Excerpts from point annotation data:
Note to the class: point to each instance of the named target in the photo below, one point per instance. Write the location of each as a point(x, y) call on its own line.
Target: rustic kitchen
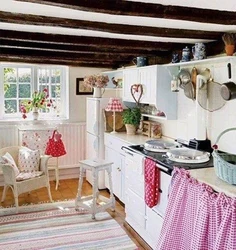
point(162, 112)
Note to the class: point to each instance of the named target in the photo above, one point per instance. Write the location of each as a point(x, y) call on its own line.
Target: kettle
point(140, 61)
point(228, 89)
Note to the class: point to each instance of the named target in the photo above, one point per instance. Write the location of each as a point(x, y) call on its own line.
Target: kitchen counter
point(208, 176)
point(205, 175)
point(136, 139)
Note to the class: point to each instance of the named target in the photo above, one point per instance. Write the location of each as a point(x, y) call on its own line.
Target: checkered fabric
point(197, 218)
point(114, 104)
point(152, 177)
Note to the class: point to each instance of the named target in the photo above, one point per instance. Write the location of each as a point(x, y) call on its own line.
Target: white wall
point(77, 103)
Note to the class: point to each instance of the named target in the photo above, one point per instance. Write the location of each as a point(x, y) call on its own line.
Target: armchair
point(25, 185)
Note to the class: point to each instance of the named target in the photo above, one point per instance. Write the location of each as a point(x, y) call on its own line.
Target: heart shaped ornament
point(136, 92)
point(57, 137)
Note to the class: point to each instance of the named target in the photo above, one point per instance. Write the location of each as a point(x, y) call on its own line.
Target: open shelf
point(155, 116)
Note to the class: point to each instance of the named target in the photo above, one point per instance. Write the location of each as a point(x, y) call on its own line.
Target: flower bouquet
point(39, 101)
point(99, 81)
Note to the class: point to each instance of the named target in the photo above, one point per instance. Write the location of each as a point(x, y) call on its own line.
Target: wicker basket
point(224, 163)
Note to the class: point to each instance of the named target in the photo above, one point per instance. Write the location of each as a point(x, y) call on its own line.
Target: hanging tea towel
point(152, 178)
point(55, 146)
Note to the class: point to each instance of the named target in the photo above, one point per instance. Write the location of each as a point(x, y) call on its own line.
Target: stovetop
point(162, 159)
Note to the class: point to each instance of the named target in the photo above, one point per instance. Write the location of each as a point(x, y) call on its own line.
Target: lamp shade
point(114, 105)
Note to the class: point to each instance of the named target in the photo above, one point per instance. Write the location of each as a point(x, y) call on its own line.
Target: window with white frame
point(20, 81)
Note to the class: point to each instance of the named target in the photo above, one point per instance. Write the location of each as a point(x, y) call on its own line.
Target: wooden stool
point(95, 203)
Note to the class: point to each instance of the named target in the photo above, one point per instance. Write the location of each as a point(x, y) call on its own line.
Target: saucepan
point(186, 84)
point(228, 89)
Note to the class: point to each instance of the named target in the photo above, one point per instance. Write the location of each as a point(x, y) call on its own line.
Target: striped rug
point(59, 226)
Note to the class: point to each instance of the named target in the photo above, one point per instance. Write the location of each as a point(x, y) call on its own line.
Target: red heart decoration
point(57, 137)
point(136, 88)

Goal
Drop the pictures and reproduce the rest of the entries above exactly.

Full answer
Note to the class: point to each instance of the named target in the photo below, one point per instance. Write the location of each as a point(x, y) call on its own line.
Target: rustic kitchen
point(162, 112)
Note to the class: point to each instance of the named target in the photo above, one point per instance. Write the location of each as a point(x, y) call on its own line.
Target: kettle
point(140, 61)
point(228, 89)
Note to the class: point to each instance of the named target in the photo above, one point per instance. Write the location of each as a point(x, y) call on its own line.
Target: kitchen counter
point(208, 176)
point(205, 175)
point(136, 139)
Note to the class: point to each instance of the named target in the photo above, one point per instance. Write the location of each as a point(x, y) call on its own line.
Target: checkered fabric
point(197, 218)
point(114, 104)
point(152, 177)
Note to the class: point to each instance of the named target in the photo above, one point per instance. Write the location of each as a point(x, y) call on its own line.
Target: white wall
point(77, 103)
Note to the class: point to each instance of the named target in the photo above, one point per instance. Write the location of each as a point(x, y) call on its own line.
Target: armchair
point(25, 185)
Note to the class: point to each instance of the named target in the photo above, one point per instance. Write the location of each as a point(x, y) call on its own line.
Target: heart shaped ornament
point(136, 92)
point(57, 137)
Note to the class: point to each instance of the named target in the photo above, one point per instance. Write the location of each as a point(x, y) call on its own line.
Target: open shelf
point(155, 116)
Note to the class: point to each instance of the named target in the photo above, one point per instance. Write the location of each as a point(x, y) call on its own line.
Target: flower bouquet
point(39, 101)
point(99, 81)
Note to the class: point to each instance of the named target in the photo above, one point per instance. Write the location of each as a point(x, y) call on its own line.
Target: wicker basket
point(224, 163)
Note to the class: point to each instance of the named target in the photo above, one point per instance. Write the location of each as a point(x, y) call on its own line.
Target: hanging tea towel
point(152, 178)
point(55, 146)
Note to the class: point to each instance of the named target in the photo above, one point per instance. Write the location of each as a point(x, y) call on its own line.
Target: stovetop
point(162, 159)
Note to the class: point to each instance of the named target in the photo above, one point per instance. Write the location of each as a point(x, y) call on its own line.
Target: lamp shade
point(114, 105)
Note to the class: point to each instance of the named target in the photo above, one point per instance. Write the location of each as a point(x, y) call on its own line.
Target: window with white frame
point(20, 81)
Note to the class: point to each instance of the named target in the photo above, one point per instance. Write the location of each as a point(x, y) call on its own line.
Target: wooden stool
point(95, 203)
Note to the class: point to each instance of the named target in the photo above, one point per instance. Write the location of each as a point(x, y) call on its own line.
Target: saucepan
point(186, 84)
point(228, 89)
Note to the class: point to each instance of the named target in the photo above, one point per instance. Write the location of each as a point(x, y) call on its own line.
Target: striped rug
point(59, 226)
Note to the class: point to each instance of the named target in the photo above, one point per instance. Write the location of each as a point(x, y) call on its own line.
Target: red heart decoration
point(57, 137)
point(136, 88)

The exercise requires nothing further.